- **EXERCISE**: In the records below, the lines from the one containing "[point] every instance of the fire engine wing" through the last are to be reproduced exactly and alone.
BEGIN SOURCE MATERIAL
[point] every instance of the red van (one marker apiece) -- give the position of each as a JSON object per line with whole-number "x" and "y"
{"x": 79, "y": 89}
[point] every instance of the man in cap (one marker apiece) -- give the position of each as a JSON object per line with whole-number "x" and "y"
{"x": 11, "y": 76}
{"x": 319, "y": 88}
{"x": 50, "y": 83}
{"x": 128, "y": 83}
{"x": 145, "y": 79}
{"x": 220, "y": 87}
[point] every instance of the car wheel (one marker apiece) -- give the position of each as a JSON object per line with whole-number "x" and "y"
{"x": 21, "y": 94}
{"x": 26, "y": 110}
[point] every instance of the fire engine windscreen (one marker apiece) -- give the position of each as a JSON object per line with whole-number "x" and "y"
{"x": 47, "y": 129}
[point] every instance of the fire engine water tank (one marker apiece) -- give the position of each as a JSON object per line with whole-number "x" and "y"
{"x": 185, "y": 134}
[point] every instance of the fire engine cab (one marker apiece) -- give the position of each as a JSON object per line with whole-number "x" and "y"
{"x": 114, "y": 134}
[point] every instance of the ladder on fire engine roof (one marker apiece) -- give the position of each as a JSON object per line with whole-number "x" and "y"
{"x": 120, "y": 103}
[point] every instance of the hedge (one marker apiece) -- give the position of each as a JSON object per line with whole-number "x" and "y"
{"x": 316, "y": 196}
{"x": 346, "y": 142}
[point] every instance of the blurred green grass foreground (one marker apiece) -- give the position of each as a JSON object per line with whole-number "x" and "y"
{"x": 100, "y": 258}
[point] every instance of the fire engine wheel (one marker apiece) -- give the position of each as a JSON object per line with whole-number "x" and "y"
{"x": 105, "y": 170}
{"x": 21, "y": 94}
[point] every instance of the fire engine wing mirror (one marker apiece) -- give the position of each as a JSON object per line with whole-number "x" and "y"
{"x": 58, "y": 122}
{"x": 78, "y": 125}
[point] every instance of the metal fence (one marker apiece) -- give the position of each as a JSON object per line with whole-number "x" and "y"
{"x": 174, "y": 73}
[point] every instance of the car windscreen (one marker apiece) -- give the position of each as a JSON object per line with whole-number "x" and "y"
END SOURCE MATERIAL
- **EXERCISE RESPONSE**:
[point] every instance of the fire engine wing mirror (one marker apiece) -- give the position of each as a JSON object per line with whole-number "x" and "y"
{"x": 58, "y": 122}
{"x": 78, "y": 125}
[point] every instance of the metal fence (one marker apiece) -- give the position of each as a JSON object per line with whole-number "x" and "y"
{"x": 174, "y": 73}
[point] every instance of the car windscreen (one marker apiece) -- give the position of each as a JSON object per line with whole-number "x" and "y"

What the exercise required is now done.